INSTRUCCIONES -
1 – Según el fragmento sobre el debate en las redes, ¿cuál es seguramente la red más virulenta de todas?
2 – Por favor, prolonga el fragmento sobre el debate en las redes a partir de su última oración.

No es un fenómeno nuevo, ocurre desde que vivimos en sociedades diversas y complejas. Lo que sí resulta relativamente nuevo es la posibilidad que nos ofrece la tecnología de ver claro ese maniqueísmo. Aquellas posturas que eran ejercidas de manera más bien interna o cercana (se discutía en familia, en el trabajo o en el interior de una organización) se expresan ahora en el ágora global de las redes. Que, es verdad, no es tan global. Por ejemplo, a Twitter, seguramente la red más virulenta de todas, asistimos una porción relativamente pequeña de los ciudadanos de este país.
Dicho esto, aun siendo una pequeña parte del total de ciudadanos, es un hecho novedoso que exista ese espacio de debate, si es que se lo puede llamar así. De hecho, funciona mucho más como una tribuna de estadio en donde no existe la distancia ni el respeto y desde donde se puede escupir al que está sentado al lado, a ver si este nos escupe también. Es verdad, en ese estadio también hay hinchas mesurados que no escupen y que a veces hasta logran conversar con un hincha del cuadro rival, intercambiar, no ponerse de acuerdo y seguir mirando el partido. Pero es innegable que las escupidas proliferan, aunque más no sea por el carácter impersonal del contacto: en el estadio real se puede recibir una torta al escupir al de al lado, en las redes no.
Lo novedoso es también que la lógica del gargajo veloz y no razonado se viene extendiendo a espacios más tradicionales, en donde la norma era lo contrario: si estoy en el Parlamento es porque me interesa encontrar puntos de acuerdo con quienes no piensan como yo. Y es que al Parlamento no se va (¿iba?) a destruir al rival ideológico, sino a debatir y tratar de construir puentes. Al parlamentario le viene en el sueldo la intención de lograr acuerdos. Si no posee ese talante, con seguridad esa persona debería trabajar en otra cosa. En algo en donde pueda escupir a gusto y sin faltar el respeto a quienes lo pusieron allí para negociar.

DATOS PROPORCIONADOS -
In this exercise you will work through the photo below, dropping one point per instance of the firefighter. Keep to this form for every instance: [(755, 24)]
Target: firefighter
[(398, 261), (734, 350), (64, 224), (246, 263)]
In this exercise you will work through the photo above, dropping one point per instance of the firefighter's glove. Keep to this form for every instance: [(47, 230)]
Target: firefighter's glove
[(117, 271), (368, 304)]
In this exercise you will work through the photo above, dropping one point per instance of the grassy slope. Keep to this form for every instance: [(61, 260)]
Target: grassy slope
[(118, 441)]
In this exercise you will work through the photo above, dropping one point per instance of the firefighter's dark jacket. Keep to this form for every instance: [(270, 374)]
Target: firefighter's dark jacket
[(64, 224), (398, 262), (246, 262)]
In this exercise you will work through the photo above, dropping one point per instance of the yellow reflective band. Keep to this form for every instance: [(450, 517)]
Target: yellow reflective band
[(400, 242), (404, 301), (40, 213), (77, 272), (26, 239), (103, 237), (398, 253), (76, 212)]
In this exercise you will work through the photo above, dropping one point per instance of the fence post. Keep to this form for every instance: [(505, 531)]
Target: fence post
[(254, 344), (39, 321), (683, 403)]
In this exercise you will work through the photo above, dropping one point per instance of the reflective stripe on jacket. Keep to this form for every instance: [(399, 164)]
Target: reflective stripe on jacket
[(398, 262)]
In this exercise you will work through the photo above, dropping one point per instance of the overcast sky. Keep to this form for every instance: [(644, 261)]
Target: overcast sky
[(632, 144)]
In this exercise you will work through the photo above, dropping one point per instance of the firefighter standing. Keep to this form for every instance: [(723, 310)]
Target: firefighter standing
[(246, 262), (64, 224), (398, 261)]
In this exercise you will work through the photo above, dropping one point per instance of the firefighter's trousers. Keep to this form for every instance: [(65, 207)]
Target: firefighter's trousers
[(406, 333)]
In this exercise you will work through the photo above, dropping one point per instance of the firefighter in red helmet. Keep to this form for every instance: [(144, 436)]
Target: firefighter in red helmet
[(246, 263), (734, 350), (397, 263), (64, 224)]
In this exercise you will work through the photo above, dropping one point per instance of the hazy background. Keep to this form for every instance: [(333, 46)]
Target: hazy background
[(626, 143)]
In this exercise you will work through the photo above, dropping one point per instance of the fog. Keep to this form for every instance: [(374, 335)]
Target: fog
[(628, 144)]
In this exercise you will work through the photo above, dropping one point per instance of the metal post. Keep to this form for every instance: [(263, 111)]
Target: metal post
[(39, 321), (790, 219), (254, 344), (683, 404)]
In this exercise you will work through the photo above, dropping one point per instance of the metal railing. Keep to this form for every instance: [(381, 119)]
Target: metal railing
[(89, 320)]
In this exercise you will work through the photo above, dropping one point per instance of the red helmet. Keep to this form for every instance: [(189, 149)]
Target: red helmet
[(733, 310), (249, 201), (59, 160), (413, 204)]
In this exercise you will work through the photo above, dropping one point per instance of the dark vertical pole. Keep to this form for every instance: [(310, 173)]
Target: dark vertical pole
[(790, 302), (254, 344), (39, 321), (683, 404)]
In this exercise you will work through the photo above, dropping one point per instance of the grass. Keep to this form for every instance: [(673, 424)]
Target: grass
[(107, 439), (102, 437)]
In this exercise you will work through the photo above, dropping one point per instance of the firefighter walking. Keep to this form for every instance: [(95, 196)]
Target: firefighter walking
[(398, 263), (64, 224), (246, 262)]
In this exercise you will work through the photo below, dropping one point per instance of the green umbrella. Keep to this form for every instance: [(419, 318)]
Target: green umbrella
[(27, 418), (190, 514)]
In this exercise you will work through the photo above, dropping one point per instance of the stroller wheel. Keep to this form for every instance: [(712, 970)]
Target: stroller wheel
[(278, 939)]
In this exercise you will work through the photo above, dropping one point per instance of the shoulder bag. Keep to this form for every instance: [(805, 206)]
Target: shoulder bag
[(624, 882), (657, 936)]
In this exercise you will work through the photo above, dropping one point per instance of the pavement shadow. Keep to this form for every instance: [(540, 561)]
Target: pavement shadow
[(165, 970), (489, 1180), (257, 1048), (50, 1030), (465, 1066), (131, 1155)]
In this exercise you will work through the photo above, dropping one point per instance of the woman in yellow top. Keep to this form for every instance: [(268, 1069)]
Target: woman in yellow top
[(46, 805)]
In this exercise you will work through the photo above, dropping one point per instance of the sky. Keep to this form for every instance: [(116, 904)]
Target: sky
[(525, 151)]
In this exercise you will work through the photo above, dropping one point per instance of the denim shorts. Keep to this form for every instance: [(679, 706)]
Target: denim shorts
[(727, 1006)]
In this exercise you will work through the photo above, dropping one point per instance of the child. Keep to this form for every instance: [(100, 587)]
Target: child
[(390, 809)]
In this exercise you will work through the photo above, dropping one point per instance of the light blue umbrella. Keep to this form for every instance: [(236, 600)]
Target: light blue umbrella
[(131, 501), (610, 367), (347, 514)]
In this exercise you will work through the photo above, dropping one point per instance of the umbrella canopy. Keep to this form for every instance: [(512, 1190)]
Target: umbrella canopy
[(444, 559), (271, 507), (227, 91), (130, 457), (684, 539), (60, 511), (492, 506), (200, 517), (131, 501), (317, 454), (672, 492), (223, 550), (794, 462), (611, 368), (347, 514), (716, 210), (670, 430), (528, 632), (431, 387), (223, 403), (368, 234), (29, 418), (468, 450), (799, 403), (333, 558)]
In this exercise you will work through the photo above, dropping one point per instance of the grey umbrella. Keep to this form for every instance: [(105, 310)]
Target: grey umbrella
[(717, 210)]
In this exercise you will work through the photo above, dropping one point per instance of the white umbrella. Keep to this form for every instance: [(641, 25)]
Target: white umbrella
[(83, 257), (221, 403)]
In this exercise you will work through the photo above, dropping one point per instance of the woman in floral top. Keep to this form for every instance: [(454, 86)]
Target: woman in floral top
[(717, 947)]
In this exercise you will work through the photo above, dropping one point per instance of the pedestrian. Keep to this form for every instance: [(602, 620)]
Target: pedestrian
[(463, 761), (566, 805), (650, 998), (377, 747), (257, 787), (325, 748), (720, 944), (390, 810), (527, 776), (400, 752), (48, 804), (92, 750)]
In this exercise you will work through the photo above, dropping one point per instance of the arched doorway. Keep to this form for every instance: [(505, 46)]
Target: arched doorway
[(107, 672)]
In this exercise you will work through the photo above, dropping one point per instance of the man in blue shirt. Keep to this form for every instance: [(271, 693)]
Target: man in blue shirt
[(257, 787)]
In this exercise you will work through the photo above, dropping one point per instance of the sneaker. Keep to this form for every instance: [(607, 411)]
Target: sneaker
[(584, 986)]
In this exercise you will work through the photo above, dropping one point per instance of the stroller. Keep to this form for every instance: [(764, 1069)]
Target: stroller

RESPUESTAS ESPERADAS -
1 – Twitter.

2 –
Es cada vez más frecuente leer tuits de representantes que, por ejemplo, en plena interpelación se insultan con terceros en vez de escuchar la respuesta a las preguntas que acaban de hacer. O representantes que, en un ejercicio de desdoblamiento de personalidad notable, pueden llamar a la búsqueda de acuerdos cuando hablan con la prensa y hacer exactamente lo contrario cuando escriben en las redes. El problema, obvio, no son las redes, apenas otro recurso tecnológico (el enésimo) que usamos sin una ética sensata para su manejo. El problema entonces es que esa lógica del insulto enloquecido y antipolítico (sin búsqueda de acuerdos no hay política) se viene extendiendo al resto de nuestros espacios de intercambio.
Unos espacios que de por sí están bastante desgastados por las lógicas partidarias, como señalaba en la columna de la semana pasada. Y es que los representantes no crecen en un árbol, sino en la ciudadanía. O, siguiendo con la metáfora arbórea, la fruta nunca cae lejos del árbol: los representantes se comportan así porque los ciudadanos somos así. Sería deseable que los representantes fueran mejores, pero, lo sabemos empíricamente, no siempre es así. Entonces esos ciudadanos que nos representan (y que no están solo en el Parlamento, sino en todas las organizaciones que nos hemos dado en las democracias liberales) empiezan a seguir la misma lógica de brutalidad que el resto.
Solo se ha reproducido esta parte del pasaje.